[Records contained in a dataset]
====

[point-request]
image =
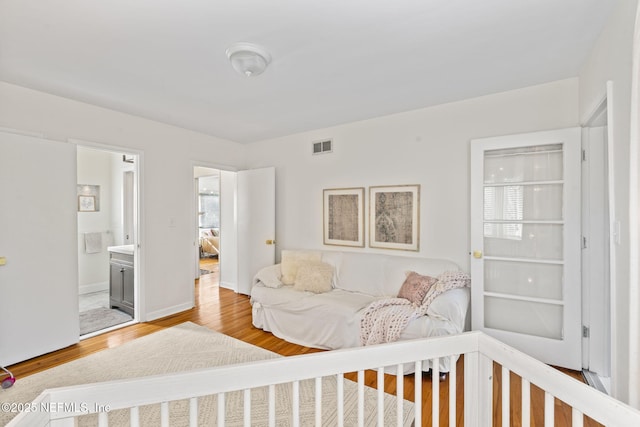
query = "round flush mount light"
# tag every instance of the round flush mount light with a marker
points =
(248, 59)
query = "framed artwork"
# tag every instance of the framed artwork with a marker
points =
(86, 203)
(343, 216)
(394, 217)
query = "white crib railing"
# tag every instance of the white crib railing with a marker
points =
(480, 353)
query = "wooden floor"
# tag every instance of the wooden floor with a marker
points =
(225, 311)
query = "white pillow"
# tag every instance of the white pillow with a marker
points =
(291, 260)
(314, 276)
(451, 305)
(270, 276)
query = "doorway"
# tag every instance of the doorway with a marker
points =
(597, 250)
(208, 221)
(525, 265)
(107, 210)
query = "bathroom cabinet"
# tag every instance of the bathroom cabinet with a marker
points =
(121, 281)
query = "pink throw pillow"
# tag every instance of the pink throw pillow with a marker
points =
(415, 287)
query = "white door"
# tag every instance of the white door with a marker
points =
(525, 243)
(39, 243)
(256, 207)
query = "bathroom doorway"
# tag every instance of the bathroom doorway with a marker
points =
(107, 236)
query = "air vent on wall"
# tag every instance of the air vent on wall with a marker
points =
(322, 147)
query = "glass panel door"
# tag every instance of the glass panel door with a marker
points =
(525, 234)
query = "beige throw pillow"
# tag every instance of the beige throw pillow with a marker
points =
(291, 260)
(415, 287)
(314, 276)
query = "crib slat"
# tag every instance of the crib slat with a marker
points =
(134, 416)
(193, 412)
(577, 418)
(526, 403)
(272, 405)
(506, 396)
(221, 410)
(548, 409)
(318, 401)
(247, 407)
(295, 401)
(103, 419)
(164, 414)
(380, 400)
(361, 398)
(400, 393)
(435, 391)
(452, 391)
(340, 397)
(417, 407)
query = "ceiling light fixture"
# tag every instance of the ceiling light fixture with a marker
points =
(248, 59)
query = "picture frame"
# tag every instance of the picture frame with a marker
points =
(343, 216)
(88, 190)
(86, 203)
(394, 217)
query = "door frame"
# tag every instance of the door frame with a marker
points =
(571, 259)
(223, 199)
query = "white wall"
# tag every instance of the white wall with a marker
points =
(429, 147)
(167, 154)
(611, 59)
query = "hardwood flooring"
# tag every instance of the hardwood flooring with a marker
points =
(225, 311)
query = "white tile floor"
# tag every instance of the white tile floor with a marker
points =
(94, 300)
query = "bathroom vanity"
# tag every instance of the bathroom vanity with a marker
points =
(121, 278)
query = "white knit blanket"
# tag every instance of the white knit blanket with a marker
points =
(385, 319)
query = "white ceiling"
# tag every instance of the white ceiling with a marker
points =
(334, 61)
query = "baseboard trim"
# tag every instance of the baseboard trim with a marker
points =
(158, 314)
(93, 287)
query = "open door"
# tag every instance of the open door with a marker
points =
(38, 244)
(256, 221)
(525, 243)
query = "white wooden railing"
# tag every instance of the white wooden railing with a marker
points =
(480, 352)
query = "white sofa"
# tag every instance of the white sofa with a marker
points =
(331, 320)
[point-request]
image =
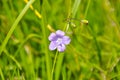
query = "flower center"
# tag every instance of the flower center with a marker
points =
(59, 41)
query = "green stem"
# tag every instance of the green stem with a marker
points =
(86, 11)
(15, 25)
(54, 65)
(1, 73)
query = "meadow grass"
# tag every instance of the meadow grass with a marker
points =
(94, 51)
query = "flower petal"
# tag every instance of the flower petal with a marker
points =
(52, 36)
(61, 48)
(66, 40)
(60, 33)
(53, 45)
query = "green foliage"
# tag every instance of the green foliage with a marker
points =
(94, 51)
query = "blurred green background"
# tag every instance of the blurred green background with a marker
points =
(94, 51)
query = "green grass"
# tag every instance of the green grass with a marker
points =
(94, 51)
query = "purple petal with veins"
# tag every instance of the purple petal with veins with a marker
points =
(61, 48)
(60, 33)
(52, 45)
(66, 40)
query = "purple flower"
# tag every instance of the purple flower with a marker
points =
(58, 41)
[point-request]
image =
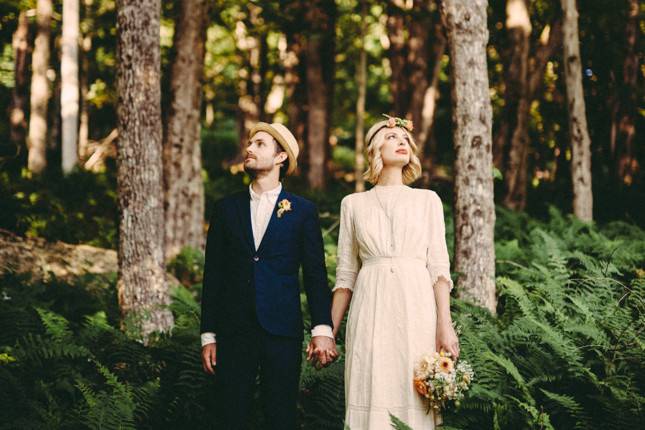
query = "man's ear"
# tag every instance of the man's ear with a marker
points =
(282, 157)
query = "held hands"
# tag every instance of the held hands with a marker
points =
(321, 351)
(209, 358)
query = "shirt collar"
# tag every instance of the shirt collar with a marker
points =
(271, 193)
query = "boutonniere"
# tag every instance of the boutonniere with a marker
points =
(283, 206)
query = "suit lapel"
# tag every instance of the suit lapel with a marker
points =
(244, 207)
(274, 222)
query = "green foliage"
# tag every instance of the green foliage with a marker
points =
(79, 208)
(564, 351)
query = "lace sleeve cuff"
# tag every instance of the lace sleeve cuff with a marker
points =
(437, 272)
(345, 279)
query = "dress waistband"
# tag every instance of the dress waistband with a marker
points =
(389, 260)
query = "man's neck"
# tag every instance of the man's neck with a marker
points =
(262, 184)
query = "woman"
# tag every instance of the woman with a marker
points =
(393, 268)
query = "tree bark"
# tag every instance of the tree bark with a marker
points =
(397, 54)
(69, 84)
(251, 44)
(474, 208)
(17, 116)
(40, 93)
(417, 59)
(320, 17)
(183, 185)
(624, 111)
(86, 47)
(361, 83)
(518, 26)
(431, 96)
(296, 92)
(578, 132)
(142, 286)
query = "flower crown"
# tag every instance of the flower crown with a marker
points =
(393, 121)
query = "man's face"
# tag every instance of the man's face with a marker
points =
(261, 153)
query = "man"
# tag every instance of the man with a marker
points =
(251, 318)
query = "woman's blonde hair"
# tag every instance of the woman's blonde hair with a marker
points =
(374, 142)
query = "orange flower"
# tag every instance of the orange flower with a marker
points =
(420, 387)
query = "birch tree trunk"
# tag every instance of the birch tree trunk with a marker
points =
(296, 92)
(84, 80)
(474, 208)
(37, 138)
(432, 92)
(625, 110)
(361, 83)
(69, 84)
(320, 17)
(17, 117)
(142, 286)
(518, 26)
(397, 53)
(578, 132)
(183, 185)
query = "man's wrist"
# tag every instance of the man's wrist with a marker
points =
(207, 338)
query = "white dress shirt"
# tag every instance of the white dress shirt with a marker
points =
(262, 206)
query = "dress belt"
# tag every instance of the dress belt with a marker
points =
(391, 259)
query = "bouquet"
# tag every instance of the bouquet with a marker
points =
(439, 379)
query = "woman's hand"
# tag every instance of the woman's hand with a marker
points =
(447, 338)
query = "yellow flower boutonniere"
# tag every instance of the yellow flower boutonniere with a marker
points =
(283, 206)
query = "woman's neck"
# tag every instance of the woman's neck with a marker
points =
(391, 176)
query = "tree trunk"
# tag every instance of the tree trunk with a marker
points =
(37, 139)
(320, 17)
(424, 129)
(183, 185)
(624, 112)
(86, 47)
(142, 286)
(397, 54)
(578, 132)
(69, 84)
(361, 83)
(474, 209)
(17, 117)
(417, 60)
(251, 44)
(295, 78)
(518, 26)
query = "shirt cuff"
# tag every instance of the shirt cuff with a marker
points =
(322, 330)
(207, 338)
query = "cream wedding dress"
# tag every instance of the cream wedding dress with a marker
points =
(391, 250)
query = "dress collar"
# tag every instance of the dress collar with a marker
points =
(271, 193)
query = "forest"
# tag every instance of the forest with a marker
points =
(124, 121)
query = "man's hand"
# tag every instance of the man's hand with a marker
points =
(323, 349)
(209, 357)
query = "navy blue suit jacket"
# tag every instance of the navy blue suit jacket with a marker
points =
(243, 285)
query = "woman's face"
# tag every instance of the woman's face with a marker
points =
(396, 149)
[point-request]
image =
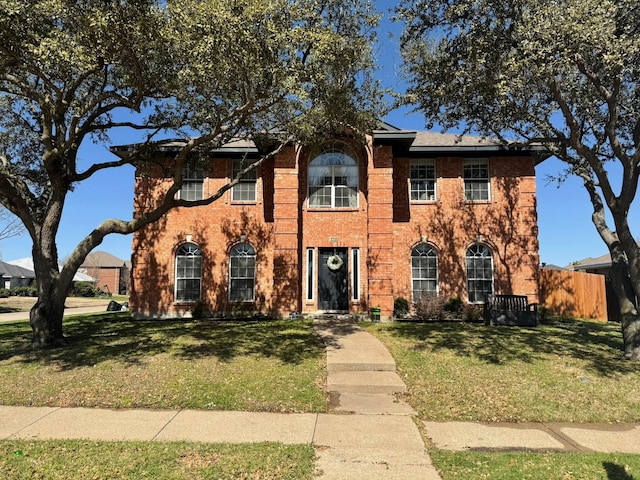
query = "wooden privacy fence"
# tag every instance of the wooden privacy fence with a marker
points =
(574, 294)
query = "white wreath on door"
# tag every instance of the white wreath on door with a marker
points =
(334, 262)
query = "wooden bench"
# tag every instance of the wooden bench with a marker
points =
(513, 310)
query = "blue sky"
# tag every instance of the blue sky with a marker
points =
(566, 233)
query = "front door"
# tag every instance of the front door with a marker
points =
(333, 285)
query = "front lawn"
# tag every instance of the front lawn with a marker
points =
(562, 371)
(115, 362)
(535, 466)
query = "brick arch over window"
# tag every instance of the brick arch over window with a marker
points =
(424, 271)
(188, 274)
(333, 177)
(479, 260)
(242, 273)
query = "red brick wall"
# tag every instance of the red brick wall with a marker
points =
(384, 227)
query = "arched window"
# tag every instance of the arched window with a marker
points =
(242, 273)
(424, 271)
(479, 273)
(333, 179)
(188, 273)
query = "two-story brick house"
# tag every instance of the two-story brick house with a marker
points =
(340, 227)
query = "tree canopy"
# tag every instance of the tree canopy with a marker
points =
(563, 73)
(207, 71)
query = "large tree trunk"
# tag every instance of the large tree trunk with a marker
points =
(46, 315)
(627, 304)
(45, 319)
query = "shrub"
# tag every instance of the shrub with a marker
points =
(400, 307)
(83, 289)
(429, 307)
(198, 310)
(454, 306)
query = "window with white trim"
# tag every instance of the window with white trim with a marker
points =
(188, 273)
(192, 184)
(242, 273)
(424, 271)
(423, 180)
(479, 273)
(310, 273)
(476, 179)
(245, 189)
(355, 274)
(333, 179)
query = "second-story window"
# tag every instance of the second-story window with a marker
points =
(476, 179)
(333, 179)
(192, 184)
(423, 180)
(188, 273)
(245, 190)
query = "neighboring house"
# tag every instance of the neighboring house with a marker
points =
(339, 227)
(111, 273)
(602, 266)
(27, 263)
(15, 276)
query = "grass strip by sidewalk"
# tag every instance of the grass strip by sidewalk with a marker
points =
(561, 371)
(116, 362)
(72, 459)
(535, 466)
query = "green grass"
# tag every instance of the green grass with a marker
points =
(54, 460)
(114, 362)
(564, 371)
(535, 466)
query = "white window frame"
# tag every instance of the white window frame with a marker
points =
(247, 185)
(423, 180)
(192, 184)
(429, 253)
(355, 274)
(479, 253)
(185, 252)
(242, 253)
(332, 164)
(311, 281)
(477, 180)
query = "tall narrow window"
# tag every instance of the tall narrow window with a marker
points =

====

### Your goal
For the word "hands", count the lines of the records that contain it and give only the number.

### Worked solution
2